Today, though, trap music has become less about the lyrics or the message behind them and more about the beats. T.I. might’ve put trap on everyone’s radar, but producers like Lex Luger, Zaytoven, and, most recently, Metro Boomin fine-tuned its sound. Zaytoven once said in an interview that, for him, the trap is whatever you’re doing to make money—be it cutting hair or selling drugs—the music of the trap is the soundtrack to the hustle.
What does that soundtrack sound like? Mostly loud drums, snares, 808s, hi-hats, kicks, and lots of bass. The production mash-ups vary, but the cadence is unmistakable. “If it's got a hi-hat and the beat is slow, it's like 70 beats per minute, it's a trap beat,” rapper Juicy J tells us.“It could be on reggae, it could be a pop record, it could be a country record, it's got a snare in it like that, and a kick drum, it's a trap.”
Trap music is undeniably intoxicating and, as Juicy J notes, with time, everyone wanted in on the phenomenon. As we’ve seen with rock 'n' roll before it, once artists catch a whiff of a good thing in music, it’s bound to be appropriated and turned into a watered-down version of what once was. Now, what’s considered trap is just as much Migos’ “Bad and Boujee” as it is Major Lazer’s “Lean On” or even Katy Perry’s “Dark Horse.” The style of trap more or less remains, while the lifestyle has been left behind.

__Tasks to perform__:
• A. Decide whether each statement agrees with the passage on trap music. Answer yes or no for each and quote the words of the passage that settle it. (i) Lex Luger is named among the producers who fine-tuned the sound of trap. (ii) Trap music has become more about the lyrics than about the beats. (iii) The lifestyle of trap remains, while its style has been left behind.
• B. In the passage on trap music, what tempo does Juicy J give for a trap beat?
• C. Reproduce everything in the passage on trap music from "Today, though, trap" down to "to the hustle.".

__Extracted material__:
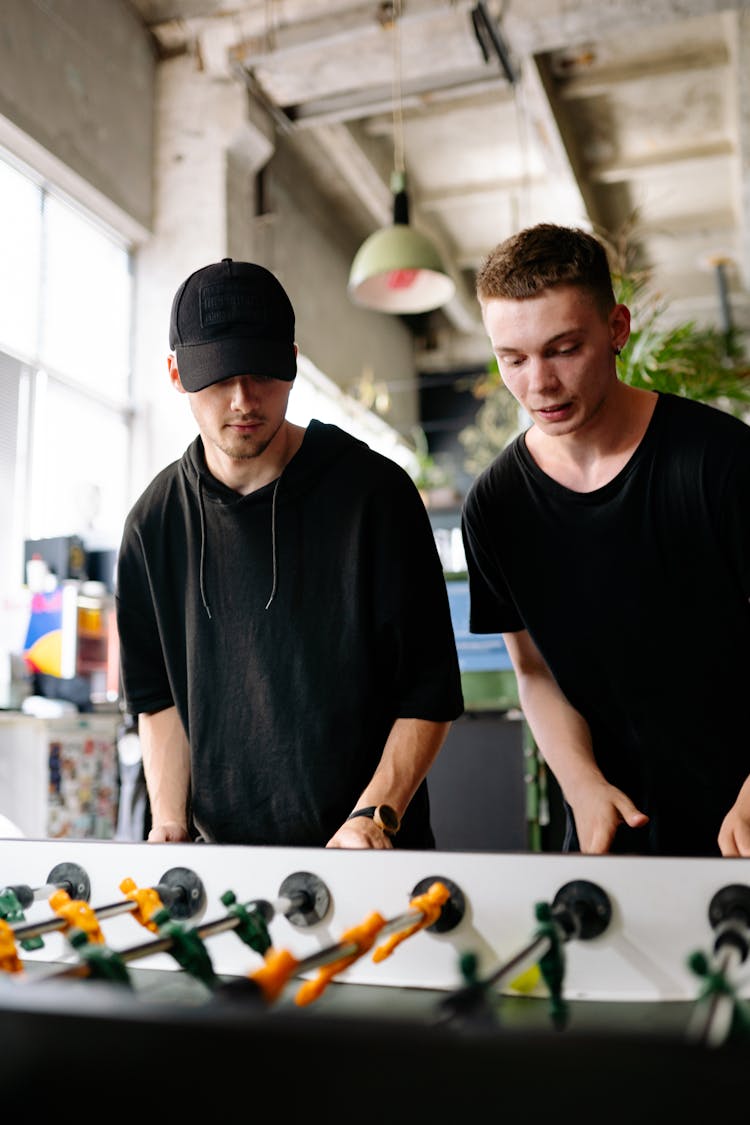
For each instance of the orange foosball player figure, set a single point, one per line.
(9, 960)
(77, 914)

--

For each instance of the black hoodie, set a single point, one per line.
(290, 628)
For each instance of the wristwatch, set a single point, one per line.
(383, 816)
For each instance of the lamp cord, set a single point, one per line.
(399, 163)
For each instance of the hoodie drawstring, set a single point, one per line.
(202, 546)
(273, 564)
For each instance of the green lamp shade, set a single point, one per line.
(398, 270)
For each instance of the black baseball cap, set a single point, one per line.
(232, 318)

__The replies__:
• A.
(i) Yes: "producers like Lex Luger, Zaytoven, and, most recently, Metro Boomin fine-tuned its sound"
(ii) No: "trap music has become less about the lyrics or the message behind them and more about the beats"
(iii) No: "The style of trap more or less remains, while the lifestyle has been left behind."

• B. About 70 beats per minute.

• C.
Today, though, trap music has become less about the lyrics or the message behind them and more about the beats. T.I. might’ve put trap on everyone’s radar, but producers like Lex Luger, Zaytoven, and, most recently, Metro Boomin fine-tuned its sound. Zaytoven once said in an interview that, for him, the trap is whatever you’re doing to make money—be it cutting hair or selling drugs—the music of the trap is the soundtrack to the hustle.